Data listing
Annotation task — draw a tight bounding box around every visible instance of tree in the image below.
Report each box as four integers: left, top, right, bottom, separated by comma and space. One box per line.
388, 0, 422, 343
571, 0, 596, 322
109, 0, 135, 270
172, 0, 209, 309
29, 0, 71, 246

* * *

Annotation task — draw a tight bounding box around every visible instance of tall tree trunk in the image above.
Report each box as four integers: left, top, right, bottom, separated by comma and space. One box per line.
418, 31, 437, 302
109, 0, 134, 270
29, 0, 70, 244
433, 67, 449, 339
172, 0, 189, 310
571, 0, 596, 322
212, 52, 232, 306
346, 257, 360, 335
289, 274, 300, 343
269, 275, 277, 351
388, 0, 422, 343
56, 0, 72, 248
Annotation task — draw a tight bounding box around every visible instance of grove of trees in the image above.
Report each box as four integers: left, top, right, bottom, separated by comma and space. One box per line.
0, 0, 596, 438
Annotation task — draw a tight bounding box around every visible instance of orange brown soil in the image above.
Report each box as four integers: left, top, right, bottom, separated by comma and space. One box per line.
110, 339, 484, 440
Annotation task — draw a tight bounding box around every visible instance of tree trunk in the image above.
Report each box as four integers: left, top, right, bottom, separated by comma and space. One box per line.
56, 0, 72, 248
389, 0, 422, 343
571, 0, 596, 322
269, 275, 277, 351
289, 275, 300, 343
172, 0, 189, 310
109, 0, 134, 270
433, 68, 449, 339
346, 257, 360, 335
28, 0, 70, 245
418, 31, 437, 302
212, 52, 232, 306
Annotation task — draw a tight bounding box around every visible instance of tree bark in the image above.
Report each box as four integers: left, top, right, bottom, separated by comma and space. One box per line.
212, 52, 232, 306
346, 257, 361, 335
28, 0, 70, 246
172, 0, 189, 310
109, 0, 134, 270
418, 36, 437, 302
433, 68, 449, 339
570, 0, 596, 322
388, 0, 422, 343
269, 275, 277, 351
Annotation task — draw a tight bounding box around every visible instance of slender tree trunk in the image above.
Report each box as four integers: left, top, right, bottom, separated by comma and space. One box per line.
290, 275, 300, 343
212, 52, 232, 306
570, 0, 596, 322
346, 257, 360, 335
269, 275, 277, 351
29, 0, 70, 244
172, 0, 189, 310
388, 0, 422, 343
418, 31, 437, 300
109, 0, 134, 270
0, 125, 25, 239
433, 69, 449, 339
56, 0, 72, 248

GOAL. Convert the lines from the one containing "tall tree trunk in the image above." through the one containing "110, 339, 484, 440", both included, into a numbered list, omitting any blank lines.

SOLUTION TO THE PROBLEM.
1. Annotation task — draw a tight bounding box around every visible instance of tall tree trunk in the image above.
2. Report each box as four integers: left, top, right, bottom, separated by comma and space. One box per line.
3. 418, 31, 437, 302
4. 109, 0, 134, 270
5. 29, 0, 70, 244
6. 433, 67, 449, 339
7. 172, 0, 189, 310
8. 571, 0, 596, 322
9. 212, 52, 232, 306
10. 346, 257, 360, 335
11. 289, 274, 300, 343
12. 269, 275, 277, 351
13. 388, 0, 422, 343
14. 56, 0, 72, 248
15. Annotation task — draw a tight bounding box around every visible instance of grove of trees in the image above.
16. Report each box as four integers: left, top, right, bottom, separated by comma and space. One box per line.
17. 0, 0, 596, 438
18. Annotation task — draw a tight bounding box around every visible instance of orange brown soil in the image above.
19. Report each box as four integers: left, top, right, bottom, separated by comma and space. One box per line.
20. 110, 339, 484, 440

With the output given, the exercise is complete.